## Text block
-- START --
Question

If force $F=(500-100t)$ , then impulse as a function of time will be:
A) $500t-50{{t}^{2}}$
B) $50t-10$
C) $50-{{t}^{2}}$
D) $100{{t}^{2}}$

Answer 1

A force is any interaction that, when unopposed, will change the motion of an object. A force can change the state of rest or the state of motion of an object. We generally conceive force in the form of a push or a pull. Impulse is created when a force acts on a body for a small period.

Formula Used:
$F=\dfrac{dP}{dt}$ and $\int{dP}=\int{Fdt}$

Complete step by step solution:
In classical physics, the impulse is the integral of a force $F$ , over a time interval $t$ .
Mathematically we can say that $F=\dfrac{dP}{dt}$ where $dP$ is the change in impulse over an infinitesimal time interval $dt$ .
-- END --
## Directive 1
From the impulse problem above, quote the passage from "A force is any" up to and including "a small period.".
## Directive 2
In the impulse problem, what is impulse defined as in classical physics?

## Supplied records
-- START --
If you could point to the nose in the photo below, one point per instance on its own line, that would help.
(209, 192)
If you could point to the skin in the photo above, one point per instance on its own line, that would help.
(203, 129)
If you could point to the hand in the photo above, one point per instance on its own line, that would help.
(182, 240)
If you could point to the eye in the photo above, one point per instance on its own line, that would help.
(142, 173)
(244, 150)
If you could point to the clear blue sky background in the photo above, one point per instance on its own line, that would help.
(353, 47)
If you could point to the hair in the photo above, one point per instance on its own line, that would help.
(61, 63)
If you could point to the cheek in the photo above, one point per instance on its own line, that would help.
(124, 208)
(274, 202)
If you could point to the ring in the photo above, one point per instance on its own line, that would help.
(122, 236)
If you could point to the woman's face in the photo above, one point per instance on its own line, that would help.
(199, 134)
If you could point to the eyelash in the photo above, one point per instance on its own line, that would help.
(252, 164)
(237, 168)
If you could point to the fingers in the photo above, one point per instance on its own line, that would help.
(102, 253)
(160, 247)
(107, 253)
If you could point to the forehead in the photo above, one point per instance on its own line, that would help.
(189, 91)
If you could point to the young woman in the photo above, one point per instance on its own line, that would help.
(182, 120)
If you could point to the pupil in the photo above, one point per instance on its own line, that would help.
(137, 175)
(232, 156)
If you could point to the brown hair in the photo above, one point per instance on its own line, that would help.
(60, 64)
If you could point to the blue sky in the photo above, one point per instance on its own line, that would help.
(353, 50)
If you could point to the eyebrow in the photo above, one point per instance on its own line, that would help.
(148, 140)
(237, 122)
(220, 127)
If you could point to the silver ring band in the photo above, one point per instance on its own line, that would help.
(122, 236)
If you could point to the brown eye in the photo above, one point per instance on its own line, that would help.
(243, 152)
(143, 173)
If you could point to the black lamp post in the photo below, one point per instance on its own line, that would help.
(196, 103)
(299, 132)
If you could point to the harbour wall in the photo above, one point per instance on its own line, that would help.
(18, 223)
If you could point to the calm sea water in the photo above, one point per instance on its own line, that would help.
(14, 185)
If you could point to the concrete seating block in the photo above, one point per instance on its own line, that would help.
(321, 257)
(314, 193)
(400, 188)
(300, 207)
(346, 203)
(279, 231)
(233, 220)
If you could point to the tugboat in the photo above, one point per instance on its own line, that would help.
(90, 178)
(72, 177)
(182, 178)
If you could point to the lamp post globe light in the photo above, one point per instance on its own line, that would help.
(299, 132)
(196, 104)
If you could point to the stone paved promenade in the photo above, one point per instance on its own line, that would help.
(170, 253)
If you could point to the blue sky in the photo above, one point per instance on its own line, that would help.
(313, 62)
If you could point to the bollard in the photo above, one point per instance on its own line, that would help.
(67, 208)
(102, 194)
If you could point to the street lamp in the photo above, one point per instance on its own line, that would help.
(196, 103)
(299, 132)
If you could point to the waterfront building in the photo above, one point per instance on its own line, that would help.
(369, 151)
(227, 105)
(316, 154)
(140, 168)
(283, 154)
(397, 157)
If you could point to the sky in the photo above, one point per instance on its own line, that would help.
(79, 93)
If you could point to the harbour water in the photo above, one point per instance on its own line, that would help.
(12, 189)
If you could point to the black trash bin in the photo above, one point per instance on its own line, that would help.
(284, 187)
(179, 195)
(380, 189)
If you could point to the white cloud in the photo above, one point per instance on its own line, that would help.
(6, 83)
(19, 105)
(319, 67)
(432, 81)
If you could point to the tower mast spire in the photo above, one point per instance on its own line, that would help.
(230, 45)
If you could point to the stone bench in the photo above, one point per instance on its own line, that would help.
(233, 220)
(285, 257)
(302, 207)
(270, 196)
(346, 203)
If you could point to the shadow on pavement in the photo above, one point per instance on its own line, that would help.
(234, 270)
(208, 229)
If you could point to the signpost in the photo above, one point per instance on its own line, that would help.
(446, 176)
-- END --
## Solution 1
A force is any interaction that, when unopposed, will change the motion of an object. A force can change the state of rest or the state of motion of an object. We generally conceive force in the form of a push or a pull. Impulse is created when a force acts on a body for a small period.

## Solution 2
The integral of a force over a time interval.